**Task directions**
Extract every record, exactly as written, and ignore the pictures.
================
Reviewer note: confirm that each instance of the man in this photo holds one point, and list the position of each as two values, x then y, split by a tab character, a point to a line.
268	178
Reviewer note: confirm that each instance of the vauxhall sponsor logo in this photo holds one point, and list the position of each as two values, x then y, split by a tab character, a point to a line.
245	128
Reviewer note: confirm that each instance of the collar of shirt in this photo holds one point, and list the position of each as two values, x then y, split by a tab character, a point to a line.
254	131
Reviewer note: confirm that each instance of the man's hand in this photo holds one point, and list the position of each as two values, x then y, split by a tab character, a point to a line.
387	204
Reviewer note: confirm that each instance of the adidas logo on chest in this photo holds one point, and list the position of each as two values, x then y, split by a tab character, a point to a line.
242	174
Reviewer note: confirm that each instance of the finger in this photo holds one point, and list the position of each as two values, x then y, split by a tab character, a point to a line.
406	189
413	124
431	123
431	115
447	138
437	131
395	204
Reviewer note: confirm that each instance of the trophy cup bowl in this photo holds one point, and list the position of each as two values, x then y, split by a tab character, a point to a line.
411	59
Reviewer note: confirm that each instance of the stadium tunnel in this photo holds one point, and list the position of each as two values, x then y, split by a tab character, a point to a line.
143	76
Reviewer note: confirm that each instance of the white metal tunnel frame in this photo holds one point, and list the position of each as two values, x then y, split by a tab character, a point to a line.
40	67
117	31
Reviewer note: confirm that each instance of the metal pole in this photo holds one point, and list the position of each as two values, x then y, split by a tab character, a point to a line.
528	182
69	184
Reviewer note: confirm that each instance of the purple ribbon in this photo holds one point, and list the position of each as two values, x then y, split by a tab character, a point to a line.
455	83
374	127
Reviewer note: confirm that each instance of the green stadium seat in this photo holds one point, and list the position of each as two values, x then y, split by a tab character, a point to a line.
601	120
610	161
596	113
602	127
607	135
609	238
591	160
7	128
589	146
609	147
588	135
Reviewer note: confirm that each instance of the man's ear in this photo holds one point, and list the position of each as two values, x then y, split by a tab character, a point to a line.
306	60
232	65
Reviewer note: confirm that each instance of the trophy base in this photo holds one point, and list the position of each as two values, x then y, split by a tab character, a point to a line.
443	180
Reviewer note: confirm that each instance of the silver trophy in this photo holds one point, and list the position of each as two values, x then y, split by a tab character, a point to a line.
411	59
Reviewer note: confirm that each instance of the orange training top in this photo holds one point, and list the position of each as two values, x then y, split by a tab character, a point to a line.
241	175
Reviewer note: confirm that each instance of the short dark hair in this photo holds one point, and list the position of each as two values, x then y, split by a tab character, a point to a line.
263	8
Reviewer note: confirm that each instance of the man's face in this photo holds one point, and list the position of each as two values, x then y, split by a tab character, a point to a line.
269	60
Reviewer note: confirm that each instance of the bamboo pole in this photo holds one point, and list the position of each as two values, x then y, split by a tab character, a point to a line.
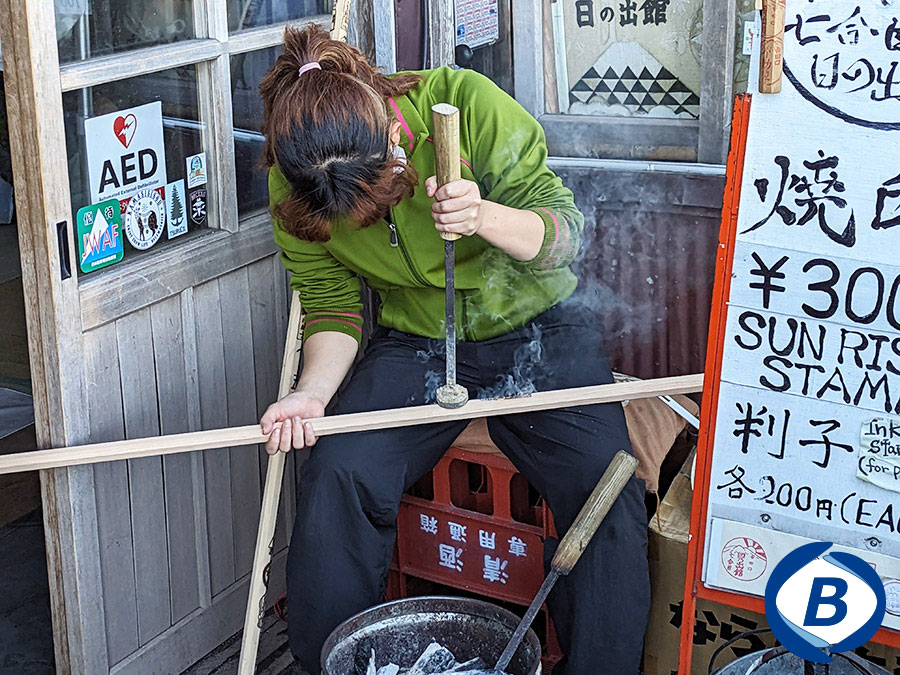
342	424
================
**Answer to the exercise**
Reviewer note: confirm that each instance of the man in this photo holds one point, and list the position of each as two values, x then y, split by a tab character, a point to a line.
268	178
Reviewer note: confirm that each instance of the vauxhall sponsor logo in this photo holds one point, and list the position of each as two values, x then y, split by a tab character, a point to a line.
245	128
Reviewer note: confirm that each instance of the collar of shirt in this photo holds one point, and list the position of each as two values, x then y, split by a tab character, a point to a line.
254	131
Reviewer note: confirm that each instance of the man's hand in this photo holds one point, and list the position of each as two values, x then y, split by a tab character, a point to a line.
387	204
Reviewer note: confirm that each instance of the adidas logo on chest in this photo holds one point, and list the position of each as two values, x then y, split by a tab character, a point to a line.
242	174
Reviewer note: confirm that each instance of the finger in this photo holds one point, and list the position of each as two values, x then y, split by a tab character, a point to a line.
406	189
413	124
431	123
431	115
447	138
437	131
395	204
Reviewer note: confirm that each instance of the trophy cup bowl in this photo holds one point, and list the position of each as two values, x then y, split by a tab character, a point to a line.
411	59
Reviewer note: confirm that each instance of the stadium tunnel in this photo holds one point, and list the position of each as two values, x then y, split by a tab character, a point to a line.
143	76
Reviewer note: confirm that each instance of the white metal tunnel frame in this photo holds one point, and list the position of each as two values, x then y, split by a tab character, a point to a line.
40	67
117	31
Reviewer note: confirm that each instance of the metal pole in this photo holds one point, and list the position of each as two values, x then y, split by a tab character, a point to a line.
528	182
69	184
Reviewer note: confirm that each instance of the purple ribbon in this photo holds one point, and list the position of each as two values, x then y, split by a tab character, a point to a line.
455	83
374	127
Reviewer note: confirm that each instance of the green stadium seat in this photo holds one point, and list the position of each as two values, x then y, split by a tab character, a point to a line.
601	120
610	161
596	113
602	127
607	135
609	238
591	160
7	128
589	146
609	147
588	135
Reviewer note: confirm that each instance of the man's ear in this photo holds one point, and list the position of each as two values, x then y, split by a tab character, a point to a line.
306	60
232	65
Reviewer note: confirm that each instance of the trophy base in this photo holds one point, and list the position of each as two values, x then y, split by a tab character, a point to a line.
443	180
Reviewer note: confirm that each instance of the silver trophy in this photo holds one point, and list the position of each as two values, x then y, split by a tab character, a point to a line.
411	59
Reviewer note: confirm that each instance of the orange training top in this photo holds one point, and list the position of each as two values, x then y, split by a tab character, a point to a line.
241	175
Reviewer note: confirm that each instance of the short dark hair in this photo holds one point, and list the position of each as two values, x then y, split by a tab character, a point to a line.
263	8
Reviewer note: confirm that each instance of the man's face in this photo holds one point, and list the position of each as two values, x then y, split by a tab character, a point to a line.
269	60
Reviewer note: confirm that each instance of the bamboo pole in this photo holds one point, and list the position of each as two values, x then y, split by a tab character, a point to a line.
342	424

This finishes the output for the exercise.